• [ABOUT THIS EXERCISE] Reproduce the following material word for word, keeping every line as it appears.
Top of SOURCE INFORMATION
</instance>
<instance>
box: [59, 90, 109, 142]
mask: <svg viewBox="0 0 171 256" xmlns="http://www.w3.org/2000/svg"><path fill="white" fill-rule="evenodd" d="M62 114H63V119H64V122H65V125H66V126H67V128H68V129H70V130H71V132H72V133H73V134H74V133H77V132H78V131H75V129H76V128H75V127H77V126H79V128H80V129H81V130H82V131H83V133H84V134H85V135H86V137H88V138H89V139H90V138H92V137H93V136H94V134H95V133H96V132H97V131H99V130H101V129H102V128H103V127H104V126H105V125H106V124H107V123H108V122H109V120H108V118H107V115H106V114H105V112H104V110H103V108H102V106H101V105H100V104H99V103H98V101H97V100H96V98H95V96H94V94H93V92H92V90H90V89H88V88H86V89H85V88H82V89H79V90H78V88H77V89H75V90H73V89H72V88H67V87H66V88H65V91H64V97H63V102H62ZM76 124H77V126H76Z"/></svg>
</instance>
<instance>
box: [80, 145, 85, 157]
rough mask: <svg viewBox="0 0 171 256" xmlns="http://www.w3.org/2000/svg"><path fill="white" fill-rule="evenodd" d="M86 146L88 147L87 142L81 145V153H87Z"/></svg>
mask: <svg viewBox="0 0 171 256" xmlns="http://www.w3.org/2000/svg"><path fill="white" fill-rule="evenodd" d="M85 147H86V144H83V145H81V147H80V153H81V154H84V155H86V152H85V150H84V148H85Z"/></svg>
Bottom of SOURCE INFORMATION
• [RESULT FOR THIS TASK]
</instance>
<instance>
box: [59, 90, 109, 142]
mask: <svg viewBox="0 0 171 256" xmlns="http://www.w3.org/2000/svg"><path fill="white" fill-rule="evenodd" d="M62 114H63V119H64V122H65V125H66V126H67V128H68V129H70V130H71V132H72V133H73V134H74V133H77V132H78V131H75V129H76V128H75V127H77V126H79V128H80V129H81V130H82V131H83V133H84V134H85V135H86V137H88V138H89V139H90V138H92V137H93V136H94V134H95V133H96V132H97V131H99V130H101V129H102V128H103V127H104V126H105V125H106V124H107V123H108V122H109V120H108V118H107V115H106V114H105V112H104V110H103V108H102V106H101V105H100V104H99V103H98V101H97V100H96V98H95V96H94V94H93V92H92V90H90V89H88V88H86V89H85V88H82V89H79V90H78V88H77V89H75V90H73V89H72V88H67V87H66V88H65V91H64V97H63V102H62ZM76 124H77V126H76Z"/></svg>
</instance>
<instance>
box: [80, 145, 85, 157]
rough mask: <svg viewBox="0 0 171 256" xmlns="http://www.w3.org/2000/svg"><path fill="white" fill-rule="evenodd" d="M86 146L88 147L87 142L81 145V153H87Z"/></svg>
mask: <svg viewBox="0 0 171 256" xmlns="http://www.w3.org/2000/svg"><path fill="white" fill-rule="evenodd" d="M85 147H86V144H83V145H81V147H80V153H81V154H84V155H86V152H85V150H84V148H85Z"/></svg>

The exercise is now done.